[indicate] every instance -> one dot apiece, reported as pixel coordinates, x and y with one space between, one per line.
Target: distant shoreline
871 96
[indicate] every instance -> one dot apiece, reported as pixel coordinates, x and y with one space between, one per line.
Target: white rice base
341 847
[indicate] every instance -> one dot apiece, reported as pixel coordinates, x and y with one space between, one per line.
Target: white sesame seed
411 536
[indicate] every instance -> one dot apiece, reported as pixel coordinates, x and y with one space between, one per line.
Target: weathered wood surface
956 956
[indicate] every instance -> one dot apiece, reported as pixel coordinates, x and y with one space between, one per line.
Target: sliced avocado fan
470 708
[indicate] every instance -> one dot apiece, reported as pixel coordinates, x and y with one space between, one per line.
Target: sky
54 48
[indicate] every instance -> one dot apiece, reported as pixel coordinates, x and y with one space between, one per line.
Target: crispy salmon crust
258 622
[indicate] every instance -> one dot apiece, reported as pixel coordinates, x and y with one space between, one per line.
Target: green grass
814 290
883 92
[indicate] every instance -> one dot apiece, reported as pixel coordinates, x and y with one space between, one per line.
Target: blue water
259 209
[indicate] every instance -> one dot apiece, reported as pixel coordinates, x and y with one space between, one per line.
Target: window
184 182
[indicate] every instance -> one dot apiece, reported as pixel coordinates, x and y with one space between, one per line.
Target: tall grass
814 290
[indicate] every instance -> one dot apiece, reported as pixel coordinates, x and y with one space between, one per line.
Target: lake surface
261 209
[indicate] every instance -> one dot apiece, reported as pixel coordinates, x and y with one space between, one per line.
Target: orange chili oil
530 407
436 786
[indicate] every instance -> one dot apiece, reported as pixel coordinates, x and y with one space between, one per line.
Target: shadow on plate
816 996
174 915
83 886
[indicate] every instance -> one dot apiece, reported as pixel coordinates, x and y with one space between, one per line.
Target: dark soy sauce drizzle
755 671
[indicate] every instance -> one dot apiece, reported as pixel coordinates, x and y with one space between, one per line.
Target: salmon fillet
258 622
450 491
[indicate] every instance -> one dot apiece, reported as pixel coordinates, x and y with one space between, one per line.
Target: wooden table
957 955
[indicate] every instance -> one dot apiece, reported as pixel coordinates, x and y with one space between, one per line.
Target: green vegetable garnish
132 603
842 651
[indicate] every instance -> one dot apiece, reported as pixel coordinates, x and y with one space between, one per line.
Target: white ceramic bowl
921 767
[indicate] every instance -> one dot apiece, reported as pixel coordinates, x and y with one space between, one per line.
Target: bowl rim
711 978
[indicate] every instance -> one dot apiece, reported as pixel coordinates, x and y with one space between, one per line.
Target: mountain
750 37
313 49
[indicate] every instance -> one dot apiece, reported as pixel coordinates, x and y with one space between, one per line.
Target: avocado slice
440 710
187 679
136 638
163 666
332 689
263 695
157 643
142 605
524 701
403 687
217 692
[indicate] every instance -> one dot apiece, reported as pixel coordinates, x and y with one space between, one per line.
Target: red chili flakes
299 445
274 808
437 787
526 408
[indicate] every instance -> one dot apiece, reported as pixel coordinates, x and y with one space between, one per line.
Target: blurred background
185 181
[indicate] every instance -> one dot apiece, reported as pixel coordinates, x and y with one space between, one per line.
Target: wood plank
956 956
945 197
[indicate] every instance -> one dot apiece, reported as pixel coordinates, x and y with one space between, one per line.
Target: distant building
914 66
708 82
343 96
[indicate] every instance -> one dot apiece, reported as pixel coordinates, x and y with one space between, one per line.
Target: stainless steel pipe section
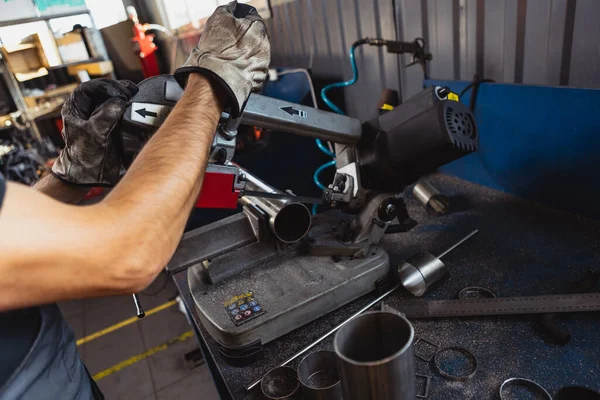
376 358
280 383
431 198
420 272
318 376
289 220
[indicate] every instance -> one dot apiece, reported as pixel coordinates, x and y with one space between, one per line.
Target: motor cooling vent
462 128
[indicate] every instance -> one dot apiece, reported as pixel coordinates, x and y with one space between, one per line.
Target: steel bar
461 241
501 306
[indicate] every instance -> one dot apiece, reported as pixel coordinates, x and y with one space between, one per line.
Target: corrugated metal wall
540 42
319 33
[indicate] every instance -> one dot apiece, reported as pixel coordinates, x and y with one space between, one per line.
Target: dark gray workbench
523 248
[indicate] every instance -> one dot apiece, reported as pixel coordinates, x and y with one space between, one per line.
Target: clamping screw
379 223
390 209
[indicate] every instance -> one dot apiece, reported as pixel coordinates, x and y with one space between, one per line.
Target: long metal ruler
500 306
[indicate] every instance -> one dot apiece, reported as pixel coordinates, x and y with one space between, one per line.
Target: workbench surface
522 249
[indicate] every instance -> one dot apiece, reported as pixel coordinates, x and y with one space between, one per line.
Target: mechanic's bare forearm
59 190
53 251
156 195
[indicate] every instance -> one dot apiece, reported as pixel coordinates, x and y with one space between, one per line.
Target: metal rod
331 332
461 241
138 306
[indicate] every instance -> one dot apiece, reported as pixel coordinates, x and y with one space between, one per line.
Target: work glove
92 155
233 51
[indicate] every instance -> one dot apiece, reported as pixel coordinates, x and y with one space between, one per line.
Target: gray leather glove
92 155
233 51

+ + + +

DIRECTIONS FOR THIS TASK –
Set down all the entries exactly as they appear, but skip any pictures.

EXERCISE RESPONSE –
[indicate] every instance -> one dot apiece, reported as pixel coordinates, x and y with one space between, one per line.
Target: distant shoreline
871 96
[indicate] every instance -> one dot apiece, reported as pixel coordinates, x and y with one space between, one per line.
Target: white rice base
341 847
[indicate] every instance -> one dot apiece, reported as pixel coordinates, x and y with one space between, one per line.
Target: white sesame seed
411 536
[indicate] every instance -> one dot apiece, reported as pixel coordinates, x and y with one space between, one per line.
Target: weathered wood surface
956 956
[indicate] every instance -> one dot apiece, reported as pixel coordinates, x and y with one space between, one per line.
Target: sliced avocado fan
470 708
[indicate] every instance -> one dot apiece, reported as pixel coordinates, x and y with one space between, one per line.
Target: sky
54 48
[indicate] every instance -> one dot apiece, reported as pixel coordinates, x and y with one space between, one per line.
Target: crispy salmon crust
258 622
[indicate] every instance -> one dot apiece, reported as pixel coordinates, x and y with one space between, one per line.
Target: green grass
814 290
883 92
[indicate] every instance -> one dot apiece, reported as pixel coordinates, x and y with one space between, one per line.
Target: blue water
259 209
[indicate] every instance -> one dot apiece, reported as pixel coordinates, x and y with one space between, one per line.
Target: window
184 182
[indicate] every instance -> one dot apiece, reported as pixel coordinates, x and y with one space between, one per line.
Target: tall grass
814 290
[indicate] every instance -> one dot apiece, reported as pixel coordinates, x and y with one space between, one per line.
Target: lake surface
261 209
[indicate] every instance -> one dot apiece, reported as pixel coordinates, x and y with one space between, one per line.
Target: orange chili oil
530 407
436 786
[indicate] every instance -> one dot apiece, reported as pixel coordinates, x and y with one space between, one per line.
Target: shadow on plate
816 996
174 915
83 886
[indicate] every instance -> one dot apiece, reported as pixel coordinates, x and y with one space between, one per line.
Target: dark soy sauce drizzle
755 671
[indicate] every instance -> one dot apiece, reported as pixel coordinates, x and y with one space between, one per line.
Target: salmon fillet
258 622
450 491
[indicate] every instance -> one dot apiece, reported as pixel coordinates, x and y with one space between, one per line.
Target: wooden table
957 955
[indicate] every instance -> one dot apiece, reported as pixel coordinates, x and y with one space between, one per line.
Target: green vegetable garnish
132 603
842 651
[indicate] every instance -> one dot apiece, reported as pixel coordinates, x and y with one space between, one per line.
Target: white ceramic bowl
921 767
[indicate] every instance -> one dot apiece, reported as pixel coordinates, x and y with one space between, one per line.
Target: bowl rim
711 978
[indicate] every instance -> one dot apiece, reported as pixel coordinates, x and y with one space between, one per line.
Target: mountain
750 37
313 49
[indicate] every instance -> one dot apiece, reported as pixel coordinates, x and y with one space between, one per line.
Target: avocado slice
440 710
187 679
136 638
163 666
332 689
263 695
157 643
142 605
524 701
403 687
217 692
[indicate] every instance -> one dot apiece, reported as pixel coordinates, x and y with one space between, one per line.
Target: red chili flakes
299 445
274 808
437 787
526 408
[indicate] every instance -> one dot apiece, reported as pixel coordinates, x and y with one space between, one per line.
Target: blurred background
185 181
[indicate] every instance -> one dot apiece, reported as pixel coordinates, x and y with one space between, one per line.
Target: wood plank
956 956
945 197
[indicate] every instance -> one dot apiece, reported as pixel coordinates, x and y with one space between, one per line.
Target: distant building
914 66
708 82
343 96
[indicate] every instance -> one dot apiece, reported as pixel coordinates, x and y with one space between, one per line.
Target: stainless steel pipe section
376 358
280 383
431 198
420 272
318 376
289 220
[indicate] every instance -> one dot apiece, reported as pixel coordinates, x and y with one space between, one per line.
Target: motor cooling vent
462 128
[indicate] every instance -> one dot apiece, reported as pixel coordinates, x and y with one space between, one per line.
Target: steel bar
461 241
501 306
[indicate] every instance -> one dot apiece, reported as pixel coordinates, x and y with one space between, one per line.
Target: corrugated metal wall
540 42
319 33
[indicate] every instance -> one dot apiece, reported as pixel coordinates, x and y with one space between, one per line.
Target: dark gray workbench
523 248
[indicate] every instance -> one dot apiece, reported as pixel coordinates, x and y with one space between, one per line.
Target: clamping screw
379 223
390 209
[indicate] every instance -> one dot apiece, reported as pixel coordinates, x and y with one space between, one per line.
Target: long metal ruler
500 306
[indicate] every instance -> one dot apiece, reported as pixel coordinates, x and y with one space between, one per line.
Target: workbench surface
522 249
[indicate] every instance -> one dot apiece, reported as pixel coordinates, x and y with one space between, one per line.
Target: mechanic's bare forearm
59 190
53 251
156 195
[indicate] every instance -> one dot apiece, reported as pixel coordinates, x and y with one space between, one per line.
Target: metal rod
331 332
461 241
138 306
[indicate] every instance -> one dot apiece, reported as pixel coordinates, x and y with one space between, one per line.
Target: work glove
92 155
233 51
[indicate] every instance -> one dot apiece, reported as pixel coordinates, x and y with one space between, one per line.
Target: gray leather glove
92 155
233 51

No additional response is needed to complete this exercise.